# Fisher information matrix

Given a statistical model $\{f_{\textbf{X}}(\boldsymbol{x}\mid\boldsymbol{\theta})\}$ of a random vector X, the Fisher information matrix, $I$, is the variance of the score function $U$. So,

 $I=\operatorname{Var}[U].$

If there is only one parameter involved, then $I$ is simply called the Fisher information or information of $f_{\textbf{X}}(\boldsymbol{x}\mid\theta)$.

Remarks

• If $f_{\textbf{X}}(\boldsymbol{x}\mid\boldsymbol{\theta})$ belongs to the exponential family, $I=\operatorname{E}\big{[}U^{\operatorname{T}}U\big{]}$. Furthermore, with some regularity conditions imposed, we have

 $I=-\operatorname{E}\Big{[}\frac{\partial U}{\partial\boldsymbol{\theta}}\Big{]}.$
• As an example, the normal distribution, $N(\mu,\sigma^{2})$, belongs to the exponential family and its log-likelihood function $\ell(\boldsymbol{\theta}\mid x)$ is

 $-\frac{1}{2}\operatorname{ln}(2\pi\sigma^{2})-\frac{(x-\mu)^{2}}{2\sigma^{2}},$

where $\boldsymbol{\theta}=(\mu,\sigma^{2})$. Then the score function $U(\boldsymbol{\theta})$ is given by

 $\Big{(}\frac{\partial\ell}{\partial\mu},\frac{\partial\ell}{\partial\sigma^{2}% }\Big{)}=\Big{(}\frac{x-\mu}{\sigma^{2}},\frac{(x-\mu)^{2}}{2\sigma^{4}}-\frac% {1}{2\sigma^{2}}\Big{)}.$

Taking the derivative with respect to $\boldsymbol{\theta}$, we have

 $\frac{\partial U}{\partial\boldsymbol{\theta}}=\begin{pmatrix}\displaystyle{% \frac{\partial U_{1}}{\partial\mu}}&\displaystyle{\frac{\partial U_{2}}{% \partial\mu}}\\ \\ \displaystyle{\frac{\partial U_{1}}{\partial\sigma^{2}}}&\displaystyle{\frac{% \partial U_{2}}{\partial\sigma^{2}}}\\ \end{pmatrix}=\begin{pmatrix}\displaystyle{\frac{-1}{\sigma^{2}}}&% \displaystyle{-\frac{x-\mu}{\sigma^{4}}}\\ \\ \displaystyle{-\frac{x-\mu}{\sigma^{4}}}&\displaystyle{\frac{1}{2\sigma^{4}}-% \frac{(x-\mu)^{2}}{\sigma^{6}}}\end{pmatrix}.$

Therefore, the Fisher information matrix $I$ is

 $-\operatorname{E}\Big{[}\frac{\partial U}{\partial\boldsymbol{\theta}}\Big{]}=% \frac{1}{2\sigma^{4}}\begin{pmatrix}2\sigma^{2}&0\\ 0&-1\end{pmatrix}.$
• Now, in linear regression model with constant variance $\sigma^{2}$, it can be shown that the Fisher information matrix $I$ is

 $\frac{1}{\sigma^{2}}\textbf{X}^{\operatorname{T}}\textbf{X},$

where X is the design matrix of the regression model.

__EXERCISE REQUIREMENTS__: On the Fisher information matrix page, what does X stand for in the linear regression formula? No part of the listing is needed.

__INFORMATION PROVIDED__:

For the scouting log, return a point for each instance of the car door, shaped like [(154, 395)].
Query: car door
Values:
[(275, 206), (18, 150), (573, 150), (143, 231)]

__TASK OUTPUT__: X is the design matrix of the regression model.